YOUR TASKS:
#1 According to the general provisions excerpt, which state's laws govern the agreement?
#2 From the general provisions excerpt, put this sentence into Spanish: "In the event of any dispute under this Agreement, both parties shall endeavor to settle such dispute amicably between themselves."

PAGE EXCERPT:
13.      GENERAL PROVISIONS

         13.1    Force Majeure. If either party fails to perform any part of
this Agreement due to any cause beyond the reasonable control of such party,
the party so affected shall, upon giving written notice to the other party, be
excused from such performance, provided that such party shall use its
reasonable efforts to avoid or remove such causes of non-performance and shall
continue performance with the utmost dispatch whenever such causes are removed.
When such circumstances arise, the parties shall discuss what, if any,
modification of the terms of this Agreement may be required in order to arrive
at an equitable solution.

         13.2    Governing Law and Arbitration.  This Agreement shall be
governed by the laws of the State of California without reference to conflict
of law principles.  In the event of any dispute under this Agreement, both
parties shall endeavor to settle such dispute amicably between themselves.  In
the event that the parties fail to agree, such dispute shall be settled by
arbitration as follows:  Either party may by notice in writing to the other
require any issue in dispute to be submitted to arbitration in accordance with
this Section 13.2.  From the date of the notice in writing and until such time
as any matter has been finally settled by arbitration hereunder, the running of
the time periods in which a party must cure a breach of  this agreement shall
be suspended as to the subject matter of the dispute.  Such notice shall
contain a statement of the arbitrable issue forming the basis of the dispute
and the position of the moving party as to the proper resolution of that issue.

LISTED ENTRIES:
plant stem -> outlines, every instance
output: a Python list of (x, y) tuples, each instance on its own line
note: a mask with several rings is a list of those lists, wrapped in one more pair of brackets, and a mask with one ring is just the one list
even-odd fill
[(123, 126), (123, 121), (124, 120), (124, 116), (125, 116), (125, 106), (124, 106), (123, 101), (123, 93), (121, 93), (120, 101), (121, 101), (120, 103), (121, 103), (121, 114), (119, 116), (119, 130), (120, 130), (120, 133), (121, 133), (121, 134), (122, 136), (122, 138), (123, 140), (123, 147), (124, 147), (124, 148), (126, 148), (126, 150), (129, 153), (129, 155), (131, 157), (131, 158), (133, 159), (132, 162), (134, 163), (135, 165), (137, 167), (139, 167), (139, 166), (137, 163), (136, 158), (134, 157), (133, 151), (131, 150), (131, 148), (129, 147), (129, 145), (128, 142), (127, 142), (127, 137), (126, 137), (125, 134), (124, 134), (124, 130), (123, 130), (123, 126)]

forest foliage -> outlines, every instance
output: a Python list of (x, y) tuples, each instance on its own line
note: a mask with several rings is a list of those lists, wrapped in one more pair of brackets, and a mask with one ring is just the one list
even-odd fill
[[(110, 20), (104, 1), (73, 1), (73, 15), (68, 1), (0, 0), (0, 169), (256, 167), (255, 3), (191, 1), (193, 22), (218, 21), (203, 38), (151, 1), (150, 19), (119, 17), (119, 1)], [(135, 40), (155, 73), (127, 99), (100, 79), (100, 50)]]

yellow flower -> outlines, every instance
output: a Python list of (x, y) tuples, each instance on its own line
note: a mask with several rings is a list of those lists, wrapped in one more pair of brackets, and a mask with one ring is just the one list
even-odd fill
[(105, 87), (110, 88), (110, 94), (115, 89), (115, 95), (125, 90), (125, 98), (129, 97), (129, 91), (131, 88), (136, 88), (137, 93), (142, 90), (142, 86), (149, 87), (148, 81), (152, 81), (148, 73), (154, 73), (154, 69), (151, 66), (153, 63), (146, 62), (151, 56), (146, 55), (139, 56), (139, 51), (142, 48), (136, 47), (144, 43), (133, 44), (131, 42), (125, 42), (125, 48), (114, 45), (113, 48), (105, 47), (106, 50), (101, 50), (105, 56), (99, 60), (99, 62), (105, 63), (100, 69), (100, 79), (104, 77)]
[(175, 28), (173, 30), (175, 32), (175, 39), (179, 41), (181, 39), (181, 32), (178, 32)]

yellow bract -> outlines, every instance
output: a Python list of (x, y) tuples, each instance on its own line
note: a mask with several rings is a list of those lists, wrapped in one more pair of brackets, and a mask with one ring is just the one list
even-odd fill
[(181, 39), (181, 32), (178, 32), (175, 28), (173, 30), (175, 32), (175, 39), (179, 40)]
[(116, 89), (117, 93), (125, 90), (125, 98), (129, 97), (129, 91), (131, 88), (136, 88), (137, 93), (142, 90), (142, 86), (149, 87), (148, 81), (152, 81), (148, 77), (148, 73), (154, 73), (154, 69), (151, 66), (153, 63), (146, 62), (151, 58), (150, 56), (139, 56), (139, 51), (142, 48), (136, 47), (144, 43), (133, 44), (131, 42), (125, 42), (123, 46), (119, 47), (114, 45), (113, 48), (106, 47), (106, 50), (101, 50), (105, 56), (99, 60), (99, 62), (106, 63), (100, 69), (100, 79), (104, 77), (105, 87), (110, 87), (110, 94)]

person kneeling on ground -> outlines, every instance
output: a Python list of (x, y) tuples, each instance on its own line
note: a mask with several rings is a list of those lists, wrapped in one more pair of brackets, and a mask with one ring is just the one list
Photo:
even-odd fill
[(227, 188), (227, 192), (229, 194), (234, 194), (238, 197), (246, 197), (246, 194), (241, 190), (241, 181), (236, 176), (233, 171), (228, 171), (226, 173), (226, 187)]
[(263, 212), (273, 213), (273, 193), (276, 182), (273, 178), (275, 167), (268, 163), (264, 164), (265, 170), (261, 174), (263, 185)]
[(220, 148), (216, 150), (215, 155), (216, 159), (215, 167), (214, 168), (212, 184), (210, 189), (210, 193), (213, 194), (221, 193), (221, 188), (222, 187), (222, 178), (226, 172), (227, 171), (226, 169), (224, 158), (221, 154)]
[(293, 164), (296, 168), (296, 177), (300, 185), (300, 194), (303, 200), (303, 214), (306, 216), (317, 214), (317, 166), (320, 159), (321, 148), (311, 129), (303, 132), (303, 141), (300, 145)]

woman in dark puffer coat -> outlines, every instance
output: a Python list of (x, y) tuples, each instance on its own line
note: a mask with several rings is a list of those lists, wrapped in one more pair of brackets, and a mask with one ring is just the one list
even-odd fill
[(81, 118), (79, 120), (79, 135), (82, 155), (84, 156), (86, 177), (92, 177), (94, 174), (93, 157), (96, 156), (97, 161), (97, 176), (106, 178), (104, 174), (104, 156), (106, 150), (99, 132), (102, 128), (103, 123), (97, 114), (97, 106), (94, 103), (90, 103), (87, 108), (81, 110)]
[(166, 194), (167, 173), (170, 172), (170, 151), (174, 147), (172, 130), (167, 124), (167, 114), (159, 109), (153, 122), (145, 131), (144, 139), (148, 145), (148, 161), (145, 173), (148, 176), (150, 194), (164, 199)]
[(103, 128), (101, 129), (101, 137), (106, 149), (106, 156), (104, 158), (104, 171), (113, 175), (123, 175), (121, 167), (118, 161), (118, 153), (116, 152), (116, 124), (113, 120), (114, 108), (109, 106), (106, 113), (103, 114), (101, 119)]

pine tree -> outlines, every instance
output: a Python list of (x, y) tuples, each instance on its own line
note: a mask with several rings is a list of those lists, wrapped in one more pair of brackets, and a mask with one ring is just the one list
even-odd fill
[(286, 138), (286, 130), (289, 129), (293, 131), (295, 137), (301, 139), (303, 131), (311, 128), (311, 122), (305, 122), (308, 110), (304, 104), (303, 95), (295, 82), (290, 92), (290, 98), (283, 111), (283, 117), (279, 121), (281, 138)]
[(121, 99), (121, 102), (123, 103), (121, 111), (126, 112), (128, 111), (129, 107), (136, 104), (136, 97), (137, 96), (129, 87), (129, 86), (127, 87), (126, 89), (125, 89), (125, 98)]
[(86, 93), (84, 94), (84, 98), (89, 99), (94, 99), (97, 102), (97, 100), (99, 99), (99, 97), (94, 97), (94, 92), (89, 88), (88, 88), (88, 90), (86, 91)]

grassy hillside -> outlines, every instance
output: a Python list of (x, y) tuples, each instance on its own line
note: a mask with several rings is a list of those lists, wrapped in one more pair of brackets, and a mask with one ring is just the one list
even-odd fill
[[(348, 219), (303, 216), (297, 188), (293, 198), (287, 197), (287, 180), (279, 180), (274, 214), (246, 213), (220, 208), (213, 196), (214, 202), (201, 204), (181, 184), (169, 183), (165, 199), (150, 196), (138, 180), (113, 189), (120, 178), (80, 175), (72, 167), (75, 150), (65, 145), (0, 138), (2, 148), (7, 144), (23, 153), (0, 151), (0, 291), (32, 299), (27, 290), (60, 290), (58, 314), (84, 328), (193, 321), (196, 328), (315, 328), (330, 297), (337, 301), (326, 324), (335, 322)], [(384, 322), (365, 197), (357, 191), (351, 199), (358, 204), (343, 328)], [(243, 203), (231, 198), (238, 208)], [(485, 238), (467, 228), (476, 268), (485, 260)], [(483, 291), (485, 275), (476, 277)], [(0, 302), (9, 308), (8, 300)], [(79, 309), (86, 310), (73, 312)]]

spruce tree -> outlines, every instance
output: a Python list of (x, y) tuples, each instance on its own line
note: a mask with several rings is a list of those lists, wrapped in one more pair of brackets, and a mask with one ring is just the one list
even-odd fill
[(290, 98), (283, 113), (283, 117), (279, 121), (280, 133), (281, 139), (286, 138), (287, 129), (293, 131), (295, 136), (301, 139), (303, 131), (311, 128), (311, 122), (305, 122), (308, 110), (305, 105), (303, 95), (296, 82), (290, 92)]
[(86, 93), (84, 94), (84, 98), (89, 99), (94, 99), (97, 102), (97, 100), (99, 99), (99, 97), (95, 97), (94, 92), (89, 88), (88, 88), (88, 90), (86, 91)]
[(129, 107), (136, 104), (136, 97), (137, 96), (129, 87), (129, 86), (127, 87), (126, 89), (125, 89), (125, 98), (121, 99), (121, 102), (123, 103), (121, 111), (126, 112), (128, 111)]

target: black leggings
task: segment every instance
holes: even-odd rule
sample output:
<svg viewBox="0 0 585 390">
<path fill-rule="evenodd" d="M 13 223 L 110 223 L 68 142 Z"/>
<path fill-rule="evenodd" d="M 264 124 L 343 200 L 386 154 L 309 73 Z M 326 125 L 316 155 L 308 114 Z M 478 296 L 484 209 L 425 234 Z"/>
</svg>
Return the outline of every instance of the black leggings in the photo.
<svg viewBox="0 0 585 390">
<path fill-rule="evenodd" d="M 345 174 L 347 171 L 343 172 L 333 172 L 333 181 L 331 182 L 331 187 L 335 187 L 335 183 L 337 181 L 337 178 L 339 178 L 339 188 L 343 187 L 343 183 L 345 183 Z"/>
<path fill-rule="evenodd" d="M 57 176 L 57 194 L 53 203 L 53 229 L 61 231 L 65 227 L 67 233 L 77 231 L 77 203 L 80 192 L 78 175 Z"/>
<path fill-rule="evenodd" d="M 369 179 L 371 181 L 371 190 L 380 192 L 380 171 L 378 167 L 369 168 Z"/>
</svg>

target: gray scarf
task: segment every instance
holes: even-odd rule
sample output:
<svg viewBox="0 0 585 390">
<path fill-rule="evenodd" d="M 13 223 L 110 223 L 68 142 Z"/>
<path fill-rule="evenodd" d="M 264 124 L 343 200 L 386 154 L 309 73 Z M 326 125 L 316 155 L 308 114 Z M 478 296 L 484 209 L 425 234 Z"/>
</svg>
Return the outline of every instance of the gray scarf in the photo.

ANSWERS TO THE EXERCISES:
#1 The laws of the State of California.

#2 En caso de cualquier controversia en virtud de este Acuerdo, ambas partes procurarán resolver dicha controversia de manera amistosa entre sí.